— START Excerpted passage —
DESCRIPTION:
Jay Lefkowitz, Special Envoy on Human Rights in North Korea, discusses the current human rights situation in North Korea with regard to human trafficking, systematic starvation, concentration camps, and refugees. He also tackles the relationship between North Korea’s nuclear ambitions and human rights, and how the United States works with other countries on these difficult issues.
TRANSCRIPT:
NARRATOR: Welcome to Voices on Genocide Prevention, a podcasting service of the United States Holocaust Memorial Museum. Your host is Jerry Fowler, Director of the Museum’s Committee on Conscience.
JERRY FOWLER: Our guest today is Jay Lefkowitz, Special Envoy on Human Rights in North Korea. He was appointed to that position by President Bush in August of 2005. Previously he served as Deputy Assistant to the President for Domestic Policy and General Counsel in the Office of Management and Budget. Jay, welcome to the program.
JAY LEFKOWITZ: Thank you very much.
— END Excerpted passage —
— START Supplied material —
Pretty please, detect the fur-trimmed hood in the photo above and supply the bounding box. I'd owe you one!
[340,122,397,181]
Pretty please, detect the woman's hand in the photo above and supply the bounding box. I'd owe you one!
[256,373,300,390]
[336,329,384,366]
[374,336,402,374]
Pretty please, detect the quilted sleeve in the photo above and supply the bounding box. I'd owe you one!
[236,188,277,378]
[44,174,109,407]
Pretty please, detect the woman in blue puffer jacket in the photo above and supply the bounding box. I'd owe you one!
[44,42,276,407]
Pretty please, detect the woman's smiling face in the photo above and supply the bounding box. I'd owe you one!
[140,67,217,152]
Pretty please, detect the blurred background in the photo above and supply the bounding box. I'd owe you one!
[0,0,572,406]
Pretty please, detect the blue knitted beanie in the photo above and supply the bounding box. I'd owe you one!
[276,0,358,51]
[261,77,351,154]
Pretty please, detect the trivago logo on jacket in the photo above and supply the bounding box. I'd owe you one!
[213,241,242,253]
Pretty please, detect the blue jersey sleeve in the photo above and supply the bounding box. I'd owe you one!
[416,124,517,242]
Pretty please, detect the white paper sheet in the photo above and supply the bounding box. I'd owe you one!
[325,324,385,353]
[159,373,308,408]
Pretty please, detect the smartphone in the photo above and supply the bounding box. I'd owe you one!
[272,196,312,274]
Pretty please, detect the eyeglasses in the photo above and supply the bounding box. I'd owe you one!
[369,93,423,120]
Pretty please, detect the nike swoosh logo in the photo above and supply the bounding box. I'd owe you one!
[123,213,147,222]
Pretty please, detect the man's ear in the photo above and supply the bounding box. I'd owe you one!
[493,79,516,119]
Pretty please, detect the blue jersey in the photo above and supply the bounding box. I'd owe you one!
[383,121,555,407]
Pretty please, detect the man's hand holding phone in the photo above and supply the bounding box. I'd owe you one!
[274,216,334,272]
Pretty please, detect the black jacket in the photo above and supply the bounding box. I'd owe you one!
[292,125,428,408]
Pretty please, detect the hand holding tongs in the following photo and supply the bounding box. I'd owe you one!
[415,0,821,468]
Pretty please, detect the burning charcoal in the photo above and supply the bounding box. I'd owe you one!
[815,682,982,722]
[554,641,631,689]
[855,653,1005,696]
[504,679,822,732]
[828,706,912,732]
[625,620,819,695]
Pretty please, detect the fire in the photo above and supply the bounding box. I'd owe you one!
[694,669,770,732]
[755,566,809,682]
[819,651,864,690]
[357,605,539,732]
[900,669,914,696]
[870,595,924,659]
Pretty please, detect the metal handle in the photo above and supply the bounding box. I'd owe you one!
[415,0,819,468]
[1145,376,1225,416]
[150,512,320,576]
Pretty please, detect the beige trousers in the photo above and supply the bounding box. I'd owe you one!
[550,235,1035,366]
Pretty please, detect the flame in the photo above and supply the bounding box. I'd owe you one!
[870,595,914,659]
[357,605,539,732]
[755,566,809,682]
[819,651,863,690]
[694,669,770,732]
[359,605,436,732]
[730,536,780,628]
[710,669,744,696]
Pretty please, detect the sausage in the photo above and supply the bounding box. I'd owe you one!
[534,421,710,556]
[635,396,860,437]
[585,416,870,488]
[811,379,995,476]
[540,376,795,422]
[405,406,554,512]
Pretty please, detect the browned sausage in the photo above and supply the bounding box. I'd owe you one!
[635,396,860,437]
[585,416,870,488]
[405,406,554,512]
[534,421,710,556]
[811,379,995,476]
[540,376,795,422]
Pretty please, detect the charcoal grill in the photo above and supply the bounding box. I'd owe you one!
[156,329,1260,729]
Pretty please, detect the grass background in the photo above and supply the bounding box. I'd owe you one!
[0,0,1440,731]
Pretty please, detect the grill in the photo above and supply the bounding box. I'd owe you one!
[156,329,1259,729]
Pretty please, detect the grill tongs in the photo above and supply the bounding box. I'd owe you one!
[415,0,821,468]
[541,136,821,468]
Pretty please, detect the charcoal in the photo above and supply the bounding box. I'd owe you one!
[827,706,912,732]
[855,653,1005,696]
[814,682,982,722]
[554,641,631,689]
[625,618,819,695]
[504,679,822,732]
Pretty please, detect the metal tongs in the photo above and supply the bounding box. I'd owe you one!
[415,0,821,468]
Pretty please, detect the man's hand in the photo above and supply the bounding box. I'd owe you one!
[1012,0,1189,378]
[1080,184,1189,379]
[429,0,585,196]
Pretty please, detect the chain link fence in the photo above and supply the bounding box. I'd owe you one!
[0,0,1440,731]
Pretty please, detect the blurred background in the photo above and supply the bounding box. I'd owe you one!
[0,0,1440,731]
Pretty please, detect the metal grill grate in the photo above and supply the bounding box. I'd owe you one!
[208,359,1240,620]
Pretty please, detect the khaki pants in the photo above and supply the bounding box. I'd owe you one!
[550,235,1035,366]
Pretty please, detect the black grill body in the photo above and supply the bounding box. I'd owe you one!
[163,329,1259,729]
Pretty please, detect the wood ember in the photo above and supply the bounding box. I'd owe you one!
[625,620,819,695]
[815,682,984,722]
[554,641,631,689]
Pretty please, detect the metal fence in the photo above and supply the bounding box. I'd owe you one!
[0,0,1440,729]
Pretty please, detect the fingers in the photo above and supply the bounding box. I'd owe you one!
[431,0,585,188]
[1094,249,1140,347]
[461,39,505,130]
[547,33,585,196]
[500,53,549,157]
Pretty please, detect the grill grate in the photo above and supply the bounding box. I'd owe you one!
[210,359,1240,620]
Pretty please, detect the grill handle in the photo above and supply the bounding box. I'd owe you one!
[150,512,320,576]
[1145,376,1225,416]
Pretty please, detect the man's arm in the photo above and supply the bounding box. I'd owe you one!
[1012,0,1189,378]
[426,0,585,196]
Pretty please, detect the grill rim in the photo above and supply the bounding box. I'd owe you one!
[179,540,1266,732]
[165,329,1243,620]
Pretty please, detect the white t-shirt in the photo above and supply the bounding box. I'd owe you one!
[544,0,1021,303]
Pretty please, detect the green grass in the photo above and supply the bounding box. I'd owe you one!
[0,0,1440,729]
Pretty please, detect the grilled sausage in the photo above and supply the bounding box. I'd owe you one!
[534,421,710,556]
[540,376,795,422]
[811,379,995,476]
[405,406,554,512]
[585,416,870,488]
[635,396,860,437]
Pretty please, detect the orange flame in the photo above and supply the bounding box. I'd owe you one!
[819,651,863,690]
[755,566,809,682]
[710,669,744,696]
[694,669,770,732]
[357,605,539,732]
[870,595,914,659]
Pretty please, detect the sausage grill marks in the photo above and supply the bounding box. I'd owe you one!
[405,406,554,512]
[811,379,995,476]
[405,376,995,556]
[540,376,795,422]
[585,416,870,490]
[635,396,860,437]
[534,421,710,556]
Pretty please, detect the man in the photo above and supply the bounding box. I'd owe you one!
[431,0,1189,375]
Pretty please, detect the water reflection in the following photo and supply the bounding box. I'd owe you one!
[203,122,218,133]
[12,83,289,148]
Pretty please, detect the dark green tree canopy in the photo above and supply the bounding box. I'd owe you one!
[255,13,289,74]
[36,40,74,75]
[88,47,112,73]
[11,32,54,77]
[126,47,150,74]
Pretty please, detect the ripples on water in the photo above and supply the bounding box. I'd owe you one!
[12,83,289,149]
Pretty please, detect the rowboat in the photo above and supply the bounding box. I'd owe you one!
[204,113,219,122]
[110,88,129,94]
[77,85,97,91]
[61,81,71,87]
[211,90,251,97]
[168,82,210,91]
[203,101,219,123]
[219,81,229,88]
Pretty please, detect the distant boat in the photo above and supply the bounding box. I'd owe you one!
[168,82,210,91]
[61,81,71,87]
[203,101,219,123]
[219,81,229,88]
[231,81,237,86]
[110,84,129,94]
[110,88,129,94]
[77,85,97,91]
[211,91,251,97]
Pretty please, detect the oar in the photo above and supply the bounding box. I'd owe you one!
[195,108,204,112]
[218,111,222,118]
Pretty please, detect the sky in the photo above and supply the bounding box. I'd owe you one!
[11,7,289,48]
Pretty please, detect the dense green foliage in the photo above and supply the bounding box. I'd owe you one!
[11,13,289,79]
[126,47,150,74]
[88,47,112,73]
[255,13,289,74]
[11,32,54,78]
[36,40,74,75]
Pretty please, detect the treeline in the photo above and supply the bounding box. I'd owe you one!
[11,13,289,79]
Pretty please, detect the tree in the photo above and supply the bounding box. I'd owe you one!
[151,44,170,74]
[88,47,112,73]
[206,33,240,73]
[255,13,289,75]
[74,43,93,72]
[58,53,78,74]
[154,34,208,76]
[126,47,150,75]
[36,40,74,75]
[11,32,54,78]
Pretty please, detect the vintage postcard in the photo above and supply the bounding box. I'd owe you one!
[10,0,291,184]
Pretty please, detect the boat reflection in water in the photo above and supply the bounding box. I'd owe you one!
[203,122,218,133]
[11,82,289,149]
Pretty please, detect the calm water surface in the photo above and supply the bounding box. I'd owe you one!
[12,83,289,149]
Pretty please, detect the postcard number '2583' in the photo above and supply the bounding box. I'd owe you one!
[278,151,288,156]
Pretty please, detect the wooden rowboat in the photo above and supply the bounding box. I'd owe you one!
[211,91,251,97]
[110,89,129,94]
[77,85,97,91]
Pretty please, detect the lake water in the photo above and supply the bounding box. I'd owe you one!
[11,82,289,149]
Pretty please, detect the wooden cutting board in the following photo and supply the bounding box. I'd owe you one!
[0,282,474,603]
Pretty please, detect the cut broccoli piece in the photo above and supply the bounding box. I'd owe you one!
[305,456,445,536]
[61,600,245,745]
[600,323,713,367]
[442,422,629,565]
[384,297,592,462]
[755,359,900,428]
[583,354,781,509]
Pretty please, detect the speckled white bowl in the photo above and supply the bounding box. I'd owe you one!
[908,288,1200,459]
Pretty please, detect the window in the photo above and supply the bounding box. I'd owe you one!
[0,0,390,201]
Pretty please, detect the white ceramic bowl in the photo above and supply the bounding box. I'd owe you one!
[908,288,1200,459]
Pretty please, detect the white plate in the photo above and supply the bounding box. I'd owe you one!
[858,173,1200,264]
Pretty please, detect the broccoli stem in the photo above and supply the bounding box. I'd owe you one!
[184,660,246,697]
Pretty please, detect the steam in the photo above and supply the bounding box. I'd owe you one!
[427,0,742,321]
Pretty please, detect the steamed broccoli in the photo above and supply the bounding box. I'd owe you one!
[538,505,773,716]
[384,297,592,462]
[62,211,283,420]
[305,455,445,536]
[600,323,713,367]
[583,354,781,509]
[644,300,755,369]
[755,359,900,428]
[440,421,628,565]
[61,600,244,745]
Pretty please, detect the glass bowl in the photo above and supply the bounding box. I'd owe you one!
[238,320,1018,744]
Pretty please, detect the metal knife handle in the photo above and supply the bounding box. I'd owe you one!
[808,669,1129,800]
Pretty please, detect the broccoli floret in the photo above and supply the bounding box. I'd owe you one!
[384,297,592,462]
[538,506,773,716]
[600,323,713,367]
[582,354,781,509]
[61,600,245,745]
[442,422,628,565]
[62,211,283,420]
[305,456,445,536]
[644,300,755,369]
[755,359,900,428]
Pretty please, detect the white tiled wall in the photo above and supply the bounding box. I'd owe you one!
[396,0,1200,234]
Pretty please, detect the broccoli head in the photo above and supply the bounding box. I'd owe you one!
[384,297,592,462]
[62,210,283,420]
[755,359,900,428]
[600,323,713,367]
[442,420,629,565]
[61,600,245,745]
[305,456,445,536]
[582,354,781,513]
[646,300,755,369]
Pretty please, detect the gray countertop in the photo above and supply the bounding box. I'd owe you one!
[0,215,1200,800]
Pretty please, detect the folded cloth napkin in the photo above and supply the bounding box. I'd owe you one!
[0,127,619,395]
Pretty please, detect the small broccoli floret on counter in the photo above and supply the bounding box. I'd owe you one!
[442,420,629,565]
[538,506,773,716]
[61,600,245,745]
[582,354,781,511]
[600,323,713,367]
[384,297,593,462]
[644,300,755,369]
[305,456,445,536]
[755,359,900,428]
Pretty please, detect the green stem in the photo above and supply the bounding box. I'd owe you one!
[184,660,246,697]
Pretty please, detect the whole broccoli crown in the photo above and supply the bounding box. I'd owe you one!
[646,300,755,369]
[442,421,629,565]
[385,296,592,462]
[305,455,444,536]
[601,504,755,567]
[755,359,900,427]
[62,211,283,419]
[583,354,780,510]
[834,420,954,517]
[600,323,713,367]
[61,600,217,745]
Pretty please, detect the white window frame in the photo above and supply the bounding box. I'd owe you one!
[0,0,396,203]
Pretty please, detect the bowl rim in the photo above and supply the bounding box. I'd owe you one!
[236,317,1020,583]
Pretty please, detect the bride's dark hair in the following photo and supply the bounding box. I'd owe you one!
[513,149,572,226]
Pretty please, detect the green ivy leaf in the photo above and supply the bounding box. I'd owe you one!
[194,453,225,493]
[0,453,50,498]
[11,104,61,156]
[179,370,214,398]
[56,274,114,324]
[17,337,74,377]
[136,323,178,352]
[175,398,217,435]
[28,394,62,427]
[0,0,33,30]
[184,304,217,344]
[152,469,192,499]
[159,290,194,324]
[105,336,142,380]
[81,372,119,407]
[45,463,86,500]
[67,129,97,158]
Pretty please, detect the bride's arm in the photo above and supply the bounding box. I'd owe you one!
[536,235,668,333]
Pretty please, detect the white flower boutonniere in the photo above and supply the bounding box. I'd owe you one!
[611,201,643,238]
— END Supplied material —
▶ Required task 1
Answer these questions using the podcast excerpt:
(a) Who appointed Jay Lefkowitz to his post as Special Envoy on Human Rights in North Korea, and in what month and year?
(b) What is the name of the podcasting service?
(c) Who hosts the program, and what position does he hold?
▶ Required task 2
Scale the part of the listing from the line with "Pretty please, detect the dark" to the line with "[278,151,288,156]", both ends included, and write out all of those lines again, requests included. Multiply every bounding box coordinate in the answers by 1.55, and round each result to a whole number, with halves rounded up.

▶ Full output 1
(a) President Bush appointed him in August 2005.
(b) Voices on Genocide Prevention.
(c) Jerry Fowler, Director of the Museum's Committee on Conscience.

▶ Full output 2
Pretty please, detect the dark green tree canopy in the photo above and supply the bounding box. I'd owe you one!
[395,20,448,115]
[56,62,115,116]
[136,73,174,113]
[17,50,84,119]
[195,73,233,115]
Pretty please, detect the ripples on water in the photo above and supply the bounding box. I'd owe you one!
[19,129,448,231]
Pretty please, detect the rowboat in the photo above and supply the bounding box. I'd owe you one!
[316,175,339,189]
[171,136,200,146]
[119,132,150,141]
[95,126,110,135]
[327,140,389,150]
[260,127,326,141]
[315,157,339,191]
[339,126,355,136]
Pretty please, detect the distant boat in the photo above and supply the bounding box. I'd owe you one!
[260,127,326,141]
[95,126,110,135]
[315,157,339,191]
[339,126,355,136]
[358,126,367,133]
[171,130,200,146]
[171,136,200,146]
[119,132,150,141]
[327,141,389,150]
Pretty please, detect the oar in the photo above and supply the bounding box. I'd owe you one!
[302,167,316,174]
[338,172,344,183]
Pretty please, detect the sky in the photo above and supply the bounding box. I'd owe you one!
[17,11,448,74]
Pretty please, detect the dense green foliage in the photo above and supply the bounding box. I'd owe you one!
[17,20,448,122]
[195,73,233,115]
[136,73,174,113]
[395,20,448,115]
[17,50,84,121]
[56,62,115,116]
Pretty please, detect the treeline in the photo above and supply the bounding box. I'd owe you one!
[17,20,448,122]
Pretty please, detect the tree in the photo above and supply the bounding box. I'd owe you one!
[234,68,264,115]
[136,73,174,113]
[319,51,372,113]
[395,20,448,116]
[115,67,144,112]
[90,82,121,115]
[239,53,322,118]
[195,73,233,116]
[56,62,115,116]
[17,50,84,121]
Pretty please, detect the vintage postcard in the photo above and supply the bounding box. I'd owe you one!
[16,0,451,285]
Pretty please, detect the boat reflection in water in the photo above and supply the bounding box. I'd owe you one!
[315,189,338,206]
[17,127,448,231]
Pretty please, detect the calm water surface in the photo above and supply the bounding box. I'd owe you one!
[19,129,448,231]
Pretty please, detect the postcard number '2583' in the photo above and supply the bounding box. I'd owe you one!
[431,234,446,242]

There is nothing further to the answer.